◆ Daftar Tugas ◆
- a) Tentukan apakah setiap pernyataan berikut sesuai dengan kutipan tentang payung geulis Mak Cicih di bawah. Jawab ya atau tidak, lalu kutip kata-kata dari kutipan yang menentukannya. (i) Mak Cicih berusia 82 tahun. (ii) Saat itu halaman rumah Mak Cicih dipenuhi payung yang sedang dijemur. (iii) Warsono adalah anak kandung Mak Cicih.
- b) Terjemahkan kalimat dari kutipan tentang payung geulis di bawah ini ke dalam bahasa Inggris: "Teh manis buatan Teh Santi menjadi obat kangen setelah sebelumnya terus-terusan minum teh tawar."
- c) Tuliskan lanjutan kisah kunjungan ke perajin payung geulis di bawah, dimulai setelah kalimat terakhirnya.

◆ Kutipan ◆
Setelah kenyang, perjalanan dilanjutkan dengan angkot jurusan 08 untuk kembali ke hotel. Sepuluh menit kemudian, Kang Kankan dan Zahwa (putri bungsunya) menjemput untuk bergerak ke sentra payung geulis di Indihiang Panyingkiran.

 

Geulisnya Payung Mak Cicih

7 Desember 2008

 

Mendung yang hadir saat itu membuat halaman rumah mak Cicih (82th) sepi dari puluhan payung-payung yang biasanya dijemur berjejer. Meski demikian, rasa kecewa mendadak terobati karena Mak Cicih, Warsono (menantu) dan seorang tetangganya tetap bekerja meski hujan mungkin datang. Payung-payung geulis yang terbentang cantik di bengkel kerja.

 

Mak Cicih, yang sejak usia belasan bekerja sebagai perajin payung, dengan telaten mengajari saya melukis bunga diatas kertas bubut berwarna coklat. Rumit meski awalnya terlihat sangat mudah. “Coba dulu Neng, pasti bisa”, katanya menyemangati.

 

Setelah Panyingkiran, saya mampir sejenak ke rumah Kang Kankan. Teh manis buatan Teh Santi menjadi obat kangen setelah sebelumnya terus-terusan minum teh tawar. Hatur Nuhun Teh, lain waktu saya kembali.

◆ Cuplikan Data ◆
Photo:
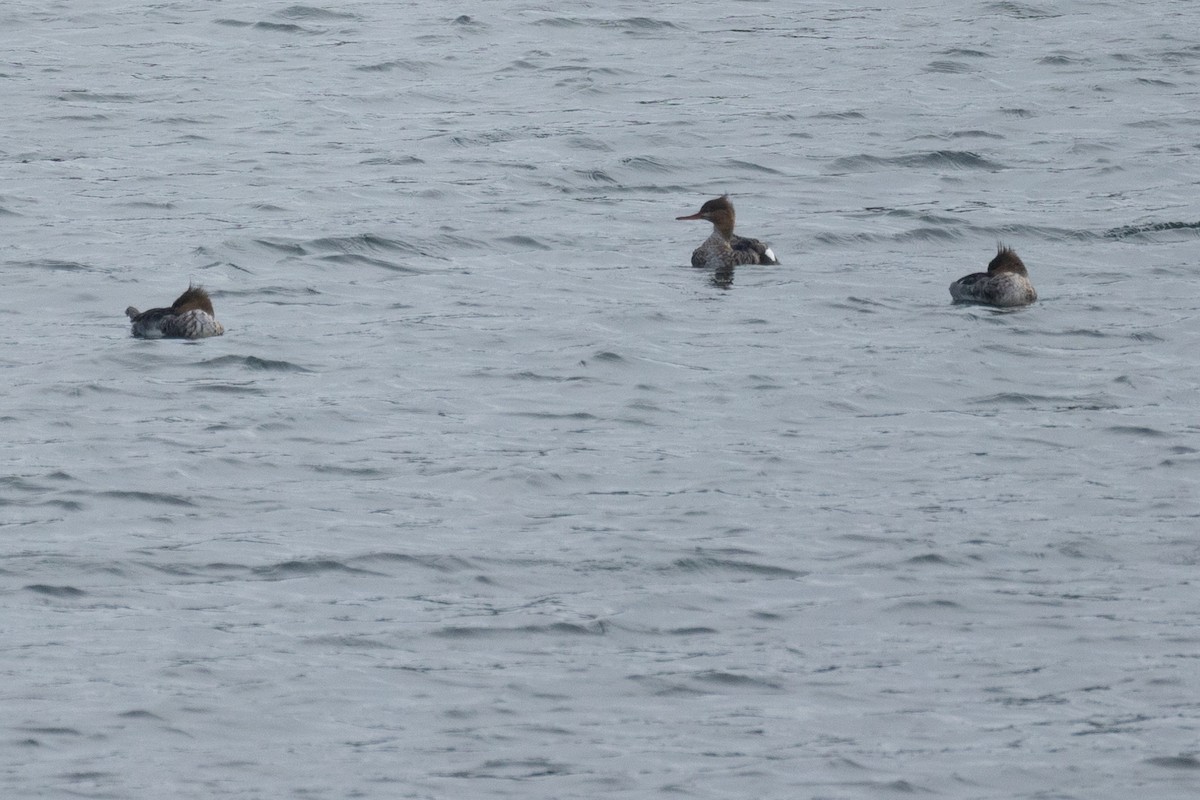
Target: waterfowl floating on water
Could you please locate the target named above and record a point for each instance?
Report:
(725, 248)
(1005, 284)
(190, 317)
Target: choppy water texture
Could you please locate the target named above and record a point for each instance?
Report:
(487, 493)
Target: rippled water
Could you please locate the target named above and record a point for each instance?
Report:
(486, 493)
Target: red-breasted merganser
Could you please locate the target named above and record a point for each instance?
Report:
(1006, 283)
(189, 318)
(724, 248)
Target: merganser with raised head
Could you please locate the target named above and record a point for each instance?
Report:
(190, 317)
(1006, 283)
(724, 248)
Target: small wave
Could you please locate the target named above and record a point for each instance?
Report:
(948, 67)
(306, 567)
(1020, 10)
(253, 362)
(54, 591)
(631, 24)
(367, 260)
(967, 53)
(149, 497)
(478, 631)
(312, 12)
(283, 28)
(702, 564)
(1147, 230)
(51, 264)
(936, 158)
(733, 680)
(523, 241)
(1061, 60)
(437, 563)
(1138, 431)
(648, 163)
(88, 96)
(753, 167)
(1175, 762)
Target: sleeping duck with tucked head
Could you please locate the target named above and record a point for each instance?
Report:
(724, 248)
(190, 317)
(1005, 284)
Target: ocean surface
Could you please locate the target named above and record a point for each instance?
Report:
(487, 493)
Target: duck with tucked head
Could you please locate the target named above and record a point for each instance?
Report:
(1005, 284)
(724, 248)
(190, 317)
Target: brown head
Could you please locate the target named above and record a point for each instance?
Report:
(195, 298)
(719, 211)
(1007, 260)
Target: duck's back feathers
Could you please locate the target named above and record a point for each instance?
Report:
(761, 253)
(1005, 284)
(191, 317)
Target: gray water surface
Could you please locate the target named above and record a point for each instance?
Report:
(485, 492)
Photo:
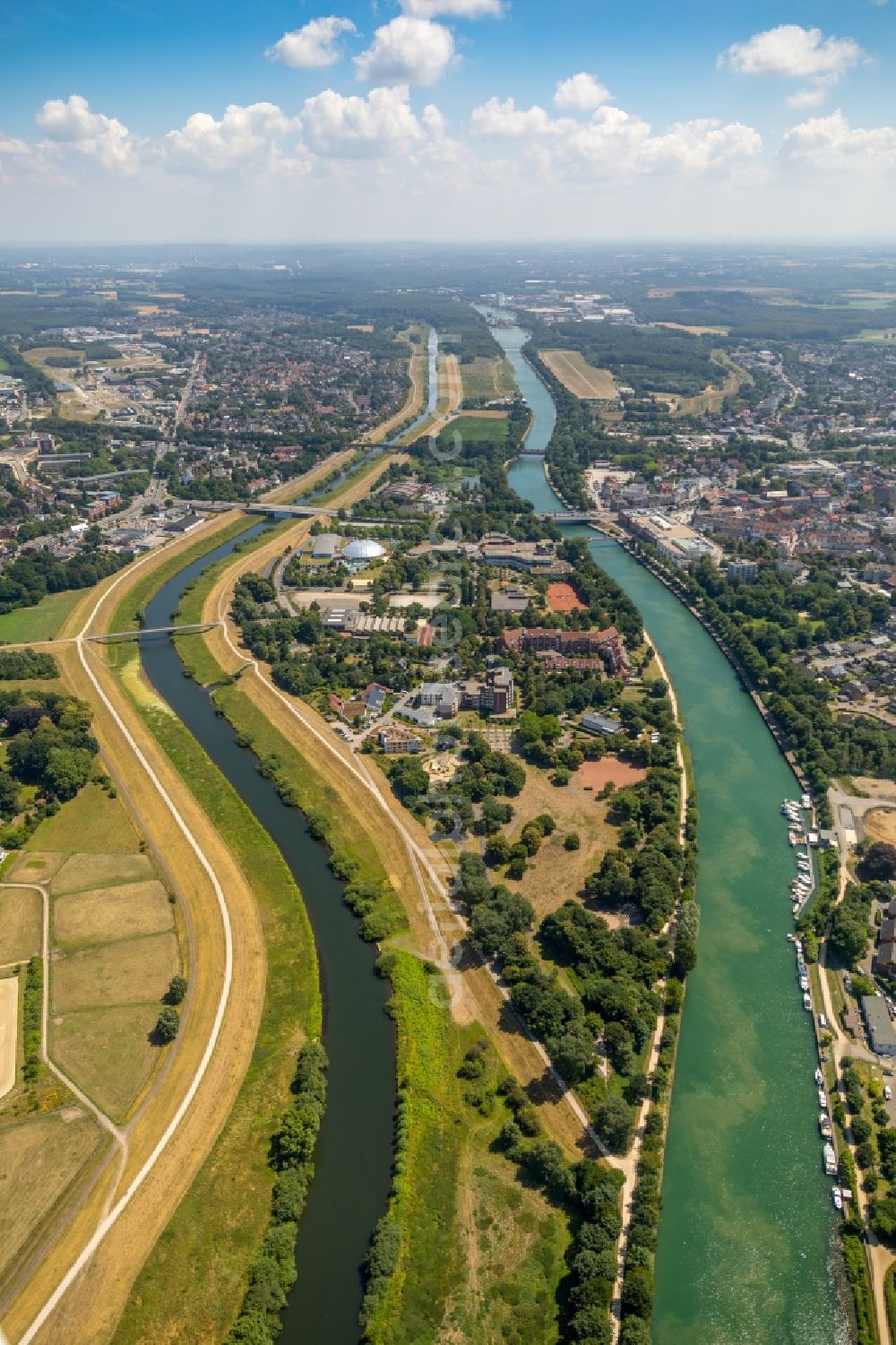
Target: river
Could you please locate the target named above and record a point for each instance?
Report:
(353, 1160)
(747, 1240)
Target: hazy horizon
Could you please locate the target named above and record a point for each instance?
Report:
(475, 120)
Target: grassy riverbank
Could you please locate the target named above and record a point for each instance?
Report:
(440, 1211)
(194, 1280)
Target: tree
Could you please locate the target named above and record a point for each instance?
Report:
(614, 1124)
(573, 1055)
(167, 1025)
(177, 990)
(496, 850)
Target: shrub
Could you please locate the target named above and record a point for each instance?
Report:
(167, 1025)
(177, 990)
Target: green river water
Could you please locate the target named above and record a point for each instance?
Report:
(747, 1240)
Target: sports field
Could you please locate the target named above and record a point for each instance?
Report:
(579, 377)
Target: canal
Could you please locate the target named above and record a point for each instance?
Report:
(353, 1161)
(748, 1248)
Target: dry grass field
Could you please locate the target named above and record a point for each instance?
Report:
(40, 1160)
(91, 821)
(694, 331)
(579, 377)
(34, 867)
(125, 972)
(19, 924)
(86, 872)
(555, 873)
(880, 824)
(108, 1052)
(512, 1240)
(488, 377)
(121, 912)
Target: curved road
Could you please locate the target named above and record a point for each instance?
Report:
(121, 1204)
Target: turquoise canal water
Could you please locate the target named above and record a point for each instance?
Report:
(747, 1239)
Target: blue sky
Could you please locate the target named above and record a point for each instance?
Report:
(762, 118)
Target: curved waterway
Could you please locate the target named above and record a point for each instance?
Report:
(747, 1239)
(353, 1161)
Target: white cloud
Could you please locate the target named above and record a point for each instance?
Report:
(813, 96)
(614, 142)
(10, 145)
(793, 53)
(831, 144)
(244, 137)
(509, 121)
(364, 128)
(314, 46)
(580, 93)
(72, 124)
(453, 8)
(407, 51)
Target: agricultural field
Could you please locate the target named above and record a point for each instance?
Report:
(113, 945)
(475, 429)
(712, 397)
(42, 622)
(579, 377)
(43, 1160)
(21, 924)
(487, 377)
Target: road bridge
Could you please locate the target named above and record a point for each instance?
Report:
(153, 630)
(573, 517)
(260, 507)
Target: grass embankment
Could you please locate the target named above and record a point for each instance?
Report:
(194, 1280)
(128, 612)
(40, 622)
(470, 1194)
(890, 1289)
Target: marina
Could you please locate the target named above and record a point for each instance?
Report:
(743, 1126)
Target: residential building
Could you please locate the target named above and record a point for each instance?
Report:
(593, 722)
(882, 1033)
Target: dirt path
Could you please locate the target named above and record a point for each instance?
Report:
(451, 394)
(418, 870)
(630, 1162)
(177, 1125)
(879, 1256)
--
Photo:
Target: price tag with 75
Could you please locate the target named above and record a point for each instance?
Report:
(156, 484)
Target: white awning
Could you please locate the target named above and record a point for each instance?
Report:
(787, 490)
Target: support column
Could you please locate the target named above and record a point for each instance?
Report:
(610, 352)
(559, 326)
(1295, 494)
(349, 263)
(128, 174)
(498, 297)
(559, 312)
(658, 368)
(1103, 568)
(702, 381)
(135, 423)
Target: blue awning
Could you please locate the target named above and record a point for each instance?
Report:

◆ Jawaban Tugas ◆
- a)
(i) Ya: "mak Cicih (82th)"
(ii) Tidak: "sepi dari puluhan payung-payung yang biasanya dijemur berjejer"
(iii) Tidak: "Warsono (menantu)"

- b) The sweet tea made by Teh Santi cured my longing after I had been drinking plain tea nonstop.

- c)
Satu hal yang menarik dari setiap perjalanan adalah spontanitas. Ketika sebuah rencana tiba-tiba ada didepan mata meski sebelumnya tidak ada didalam jadwal. Seperti ketika Kang Kankan mengusulkan untuk memotret Asrina, mojang priangan 2008 yang kebetulan sedang libur semesteran. Alhasil, terjadilah sesi pemotretan model dengan konsep Duo Geulis. Asrina vs Payung Mak Cicih.

 

 

Malam takbiran di Singaparna

7 Desember 2008

 

Senja mulai menampakkan diri saat saya menunggu angkutan ELF jurusan Singaparna di simpang Linggajaya. Singaparna adalah tempat transit untuk semalam sebelum berpindah ke Kampung Naga. Setelah menunggu beberapa saat, kendaraan yang ditunggupun datang. Cukup dengan 4500 rupiah, transportasi umum ini akan mengantarkan kita dari Tasikmalaya menuju Singaparna. Biaya yang 3X jauh lebih murah dibandingkan kisaran harga dari cerita seorang kawan.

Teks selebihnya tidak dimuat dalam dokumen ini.